TASK TO CARRY OUT | The material below should be copied line for line, please, with pictures omitted.

DATASET EXCERPTS |
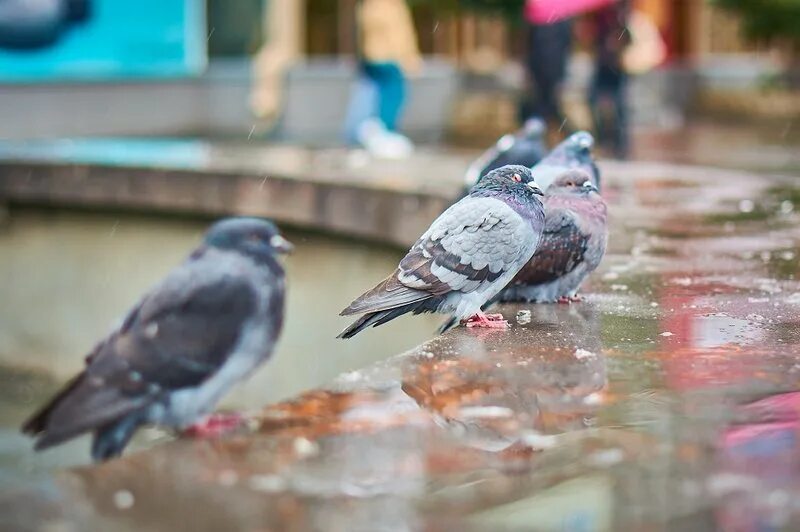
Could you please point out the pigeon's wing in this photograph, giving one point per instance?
(561, 249)
(473, 242)
(177, 337)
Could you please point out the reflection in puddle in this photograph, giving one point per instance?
(668, 399)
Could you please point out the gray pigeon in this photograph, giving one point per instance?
(574, 152)
(470, 252)
(525, 148)
(206, 326)
(573, 243)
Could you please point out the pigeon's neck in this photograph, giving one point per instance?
(591, 206)
(262, 260)
(520, 198)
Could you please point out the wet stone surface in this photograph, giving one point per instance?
(668, 398)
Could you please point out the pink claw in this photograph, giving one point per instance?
(487, 321)
(215, 425)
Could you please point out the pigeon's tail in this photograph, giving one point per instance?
(80, 408)
(109, 441)
(373, 319)
(449, 324)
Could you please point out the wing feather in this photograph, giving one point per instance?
(473, 242)
(560, 251)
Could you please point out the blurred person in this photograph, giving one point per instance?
(608, 87)
(388, 54)
(547, 55)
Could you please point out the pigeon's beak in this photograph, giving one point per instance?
(280, 244)
(590, 187)
(535, 188)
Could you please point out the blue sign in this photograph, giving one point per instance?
(101, 39)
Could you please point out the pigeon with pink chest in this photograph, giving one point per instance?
(573, 243)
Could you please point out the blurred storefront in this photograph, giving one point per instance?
(284, 69)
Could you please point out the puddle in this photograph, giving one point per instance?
(667, 399)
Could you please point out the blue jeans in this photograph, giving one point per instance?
(391, 84)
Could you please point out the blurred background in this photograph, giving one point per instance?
(288, 70)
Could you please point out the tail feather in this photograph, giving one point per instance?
(37, 422)
(373, 319)
(388, 294)
(109, 441)
(81, 408)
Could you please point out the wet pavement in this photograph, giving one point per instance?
(668, 399)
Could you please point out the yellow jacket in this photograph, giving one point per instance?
(387, 34)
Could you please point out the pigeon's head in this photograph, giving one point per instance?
(572, 182)
(575, 150)
(251, 236)
(511, 176)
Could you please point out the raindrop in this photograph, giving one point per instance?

RESULT BELOW |
Could you please point out the pigeon's wing in this photograph, giving one point per instance?
(561, 249)
(473, 242)
(177, 337)
Could you please point out the reflection in puddle in this photograph, giving one point per instance?
(668, 399)
Could you please point out the gray pigeon in this photograph, giving one point per instance?
(574, 152)
(470, 252)
(525, 148)
(206, 326)
(573, 243)
Could you please point out the pigeon's neck in this photograph, giving one point per instance?
(591, 206)
(262, 260)
(520, 198)
Could you please point out the wet stone surface in this photograph, giving one point per instance?
(668, 398)
Could you please point out the pink claw in this photograph, giving one point per instance?
(487, 321)
(215, 425)
Could you please point out the pigeon's tail in this photograph, giving one point per instance?
(80, 408)
(109, 441)
(373, 319)
(449, 324)
Could you please point out the wing feather in this photograph, giving one point per instance?
(473, 242)
(560, 251)
Could you please point out the blurred person in this photograph, giving one point per instance?
(608, 87)
(388, 54)
(547, 55)
Could you please point out the pigeon's beak in this photograph, giving one point per instance?
(280, 244)
(590, 187)
(535, 188)
Could you please point out the blue sign in this photograph, giving one point per instance?
(101, 39)
Could you please point out the pigeon with pink chest in this photograph, giving one point per instance?
(573, 243)
Could you please point out the blurred storefront in this photograph, giving one point per instance?
(284, 69)
Could you please point out the puddle in this photograph, giving one point per instance?
(667, 399)
Could you please point out the blue jeans in this photograph, giving one point per instance?
(391, 84)
Could you please point out the blurred background in this photograph, giving one point per instance?
(288, 70)
Could you please point out the tail feather in this photograph, giving one point per instance?
(37, 422)
(373, 319)
(388, 294)
(109, 441)
(81, 408)
Could you please point out the wet pavement in this photograph, giving one point per instance?
(668, 399)
Could you please point out the yellow jacket in this photograph, giving one point per instance?
(387, 34)
Could you please point out the pigeon's head in this photograph, giving one point per instance?
(572, 182)
(575, 150)
(251, 236)
(511, 176)
Could you please point out the raindrop in this photograph, giving one point per instance?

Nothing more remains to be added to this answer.